[Stored data entries]
↓↓↓
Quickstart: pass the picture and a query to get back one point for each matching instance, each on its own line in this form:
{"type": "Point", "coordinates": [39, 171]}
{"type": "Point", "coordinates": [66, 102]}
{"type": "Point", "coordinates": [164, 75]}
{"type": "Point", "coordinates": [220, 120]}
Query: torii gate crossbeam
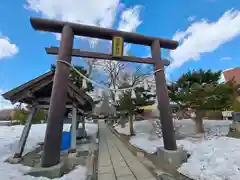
↑↑↑
Once more, please print all the lines above exactly, without their pictures.

Quickstart: pass the picture and a query to get back one point for each matching instance, each on its own line in this form:
{"type": "Point", "coordinates": [39, 171]}
{"type": "Point", "coordinates": [66, 102]}
{"type": "Point", "coordinates": [164, 75]}
{"type": "Point", "coordinates": [220, 120]}
Query: torii gate crossbeam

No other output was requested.